→ PASSAGE

The wealthiest! The most despised! The most influential! The most innovative! Choose your superlative! Elon Musk may well be all of them.
Today, this technocrat sits at the right arm of, likely, the most powerful man in the world, wielding a machete at government bureaucracy wherever he imagines it.
A few decades ago, President Clinton made a similar attempt, directing his Vice-President, Al Gore, to find places where the Federal government could be downsized. The program was most notable for its failure. Lobbyists, Congressmen, and wealthy donors all cried ‘foul,’ NIMBY…not in my back yard. The government continued to grow, and the deficit continued to balloon.
The current approach is quite different. Massive reductions, early retirement and a ‘take no prisoners’ attitude. The protections generally provided by Unions and Civil Service regulations have been ignored. 30,000 people accepted early retirement, and the termination train continues to steamroll forward.
The problem isn’t that this is all good or all bad. We are in uncharted territory. We all agreed the government was bloated and needed downsizing. Deficits just couldn’t be sustained. Yet, we are equally distraught at what it might mean. We can laugh at the Gulf of America. We can be culturally upset with the upheaval at the Kennedy Center but 2,000 people discharged from USAid…is that good or bad?
There is precedent. In the late 19th Century, Cornelius Vanderbilt, a railroad tycoon, fired all his employees every two years believing they had succumbed to complacency. A few decades ago, companies acknowledged The Peter Principle …employees in an organization rise to their level of incompetence and must be periodically purged.
Elon Musk grew up in Praetoria, South Africa, with money and privilege, in a completely segregated society, during the last decade of apartheid where ‘whites-only’ dominated all personal and commercial life. He left the country for Canada less than one year before Nelson Mandela was released after 27 years of imprisonment.
Resettled, he enrolled in college and earned degrees in Physics and Economics, eventually arriving in Silicon Valley at a most propitious time. Opportunities were strewn across the landscape. In 1995 he and his brother created Zip2, an internet city guide for newspapers, with maps, directions, and yellow pages. It was sold four years later to Compaq and Musk became a millionaire.

→ SUPPLIED DATA
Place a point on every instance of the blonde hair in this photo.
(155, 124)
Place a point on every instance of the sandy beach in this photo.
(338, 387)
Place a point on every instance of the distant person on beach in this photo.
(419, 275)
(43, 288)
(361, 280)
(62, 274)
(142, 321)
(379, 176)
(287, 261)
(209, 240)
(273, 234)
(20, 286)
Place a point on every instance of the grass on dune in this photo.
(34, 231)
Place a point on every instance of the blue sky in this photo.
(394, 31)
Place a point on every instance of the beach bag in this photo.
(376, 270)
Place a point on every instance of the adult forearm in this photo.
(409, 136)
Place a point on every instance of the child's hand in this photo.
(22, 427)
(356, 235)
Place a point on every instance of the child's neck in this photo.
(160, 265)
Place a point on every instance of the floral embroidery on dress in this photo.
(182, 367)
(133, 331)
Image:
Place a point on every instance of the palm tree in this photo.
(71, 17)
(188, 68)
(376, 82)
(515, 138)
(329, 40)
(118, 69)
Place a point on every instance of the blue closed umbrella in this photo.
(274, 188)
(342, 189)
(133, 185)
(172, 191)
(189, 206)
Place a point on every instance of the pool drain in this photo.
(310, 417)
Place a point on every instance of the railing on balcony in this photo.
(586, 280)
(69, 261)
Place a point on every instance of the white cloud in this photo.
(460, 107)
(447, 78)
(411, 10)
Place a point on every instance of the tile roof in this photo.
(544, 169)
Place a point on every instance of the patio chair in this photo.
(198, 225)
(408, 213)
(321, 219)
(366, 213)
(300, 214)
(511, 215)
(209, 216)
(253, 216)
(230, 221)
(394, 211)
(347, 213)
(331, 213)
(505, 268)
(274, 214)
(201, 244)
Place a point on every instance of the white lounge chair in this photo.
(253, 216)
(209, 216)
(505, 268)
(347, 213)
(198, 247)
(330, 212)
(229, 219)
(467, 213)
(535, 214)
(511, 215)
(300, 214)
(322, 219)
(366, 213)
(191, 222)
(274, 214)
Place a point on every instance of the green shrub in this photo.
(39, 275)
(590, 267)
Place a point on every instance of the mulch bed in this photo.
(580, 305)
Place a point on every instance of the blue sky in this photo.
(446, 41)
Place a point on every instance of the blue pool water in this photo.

→ TASKS TO COMPLETE
1. In the Elon Musk passage, what company did Musk and his brother create in 1995?
2. Return the part of the Elon Musk passage starting at "Today, this technocrat" and ending at "he imagines it.".
The items have nothing to do with this.

→ RESPONSES PER TASK
1. Zip2, an internet city guide for newspapers.

2.
Today, this technocrat sits at the right arm of, likely, the most powerful man in the world, wielding a machete at government bureaucracy wherever he imagines it.